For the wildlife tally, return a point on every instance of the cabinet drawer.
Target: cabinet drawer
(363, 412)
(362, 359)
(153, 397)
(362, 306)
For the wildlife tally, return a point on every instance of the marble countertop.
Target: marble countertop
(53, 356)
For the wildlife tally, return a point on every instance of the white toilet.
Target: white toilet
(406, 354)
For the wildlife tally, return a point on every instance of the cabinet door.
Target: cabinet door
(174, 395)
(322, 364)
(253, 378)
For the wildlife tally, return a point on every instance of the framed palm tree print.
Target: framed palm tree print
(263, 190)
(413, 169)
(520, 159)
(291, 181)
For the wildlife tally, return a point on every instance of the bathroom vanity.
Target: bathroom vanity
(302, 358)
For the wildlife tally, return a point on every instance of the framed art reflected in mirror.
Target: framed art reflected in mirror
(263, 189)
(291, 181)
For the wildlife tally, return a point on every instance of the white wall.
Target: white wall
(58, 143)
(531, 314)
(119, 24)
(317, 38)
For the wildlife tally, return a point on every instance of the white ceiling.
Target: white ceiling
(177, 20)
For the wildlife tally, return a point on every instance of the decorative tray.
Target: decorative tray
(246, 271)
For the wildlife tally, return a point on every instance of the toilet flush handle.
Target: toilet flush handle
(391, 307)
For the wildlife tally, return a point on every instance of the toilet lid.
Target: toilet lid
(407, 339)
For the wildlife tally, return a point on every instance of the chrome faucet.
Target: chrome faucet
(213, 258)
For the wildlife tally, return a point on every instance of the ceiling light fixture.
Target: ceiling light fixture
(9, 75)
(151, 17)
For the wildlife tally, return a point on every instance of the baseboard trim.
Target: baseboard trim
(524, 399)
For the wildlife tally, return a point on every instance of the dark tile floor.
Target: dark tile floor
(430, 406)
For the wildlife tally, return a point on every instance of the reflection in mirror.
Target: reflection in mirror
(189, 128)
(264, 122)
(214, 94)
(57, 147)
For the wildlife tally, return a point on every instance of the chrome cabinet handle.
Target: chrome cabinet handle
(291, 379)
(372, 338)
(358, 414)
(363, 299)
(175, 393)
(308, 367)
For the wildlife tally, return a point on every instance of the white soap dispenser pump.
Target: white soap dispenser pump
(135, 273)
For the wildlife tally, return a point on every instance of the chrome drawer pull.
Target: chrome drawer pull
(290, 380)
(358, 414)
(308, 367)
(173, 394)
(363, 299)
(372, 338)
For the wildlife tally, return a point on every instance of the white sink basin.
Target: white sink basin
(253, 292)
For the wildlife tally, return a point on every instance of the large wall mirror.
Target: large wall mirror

════════

DESCRIPTION OF THE TASK:
Return all of the data exactly as it reads.

TASK OUTPUT:
For the wildlife tally, return a point on every instance of the cabinet drawer.
Target: cabinet drawer
(363, 412)
(362, 359)
(153, 397)
(362, 306)
For the wildlife tally, return a point on every instance of the marble countertop.
Target: marble countertop
(53, 356)
For the wildlife tally, return a point on every instance of the white toilet.
Target: white toilet
(406, 354)
For the wildlife tally, return a point on every instance of the cabinet door.
Target: cabinet door
(174, 395)
(322, 364)
(253, 378)
For the wildlife tally, return a point on every instance of the framed palm tree print.
Target: framed palm tree print
(263, 190)
(413, 169)
(520, 159)
(291, 181)
For the wildlife tally, return a point on every instance of the bathroom vanity.
Target: bathroom vanity
(302, 358)
For the wildlife tally, return a point on every instance of the framed art reflected in mirror.
Target: framed art reflected in mirror
(263, 189)
(291, 181)
For the wildlife tally, return a point on every instance of the white wall.
Target: white wall
(58, 143)
(531, 314)
(119, 24)
(317, 38)
For the wildlife tally, return a point on every instance of the white ceiling.
Target: white ceiling
(177, 20)
For the wildlife tally, return a point on every instance of the decorative tray.
Target: decorative tray
(246, 271)
For the wildlife tally, return a point on every instance of the toilet flush handle.
Target: toilet flush handle
(391, 307)
For the wildlife tally, return a point on every instance of the toilet lid.
Target: toilet lid
(407, 339)
For the wildlife tally, return a point on every instance of the chrome faucet.
Target: chrome faucet
(213, 258)
For the wildlife tally, return a point on every instance of the ceiling light fixture.
Target: ceiling light fixture
(9, 75)
(151, 17)
For the wildlife tally, return a point on every instance of the baseboard trim.
Target: baseboard trim
(524, 399)
For the wildlife tally, return a point on every instance of the dark tile floor.
Target: dark tile floor
(430, 406)
For the wildlife tally, return a point on every instance of the reflection in mirror.
Target: reflection in mirror
(189, 128)
(264, 122)
(214, 94)
(57, 147)
For the wildlife tally, return a point on every instance of the chrome cabinet handle.
Target: chrome cabinet handle
(291, 379)
(372, 338)
(358, 414)
(363, 299)
(175, 393)
(308, 367)
For the wildlife tally, return a point on every instance of the white soap dispenser pump.
Target: white soap dispenser pump
(135, 273)
For the wildlife tally, return a point on every instance of the chrome drawer pull.
Target: chrome drawer pull
(290, 380)
(358, 414)
(308, 367)
(173, 394)
(363, 299)
(372, 338)
For the wildlife tally, return a point on every instance of the white sink basin.
Target: white sink basin
(253, 292)
For the wildlife tally, return a point on every instance of the large wall mirror.
Target: large wall mirror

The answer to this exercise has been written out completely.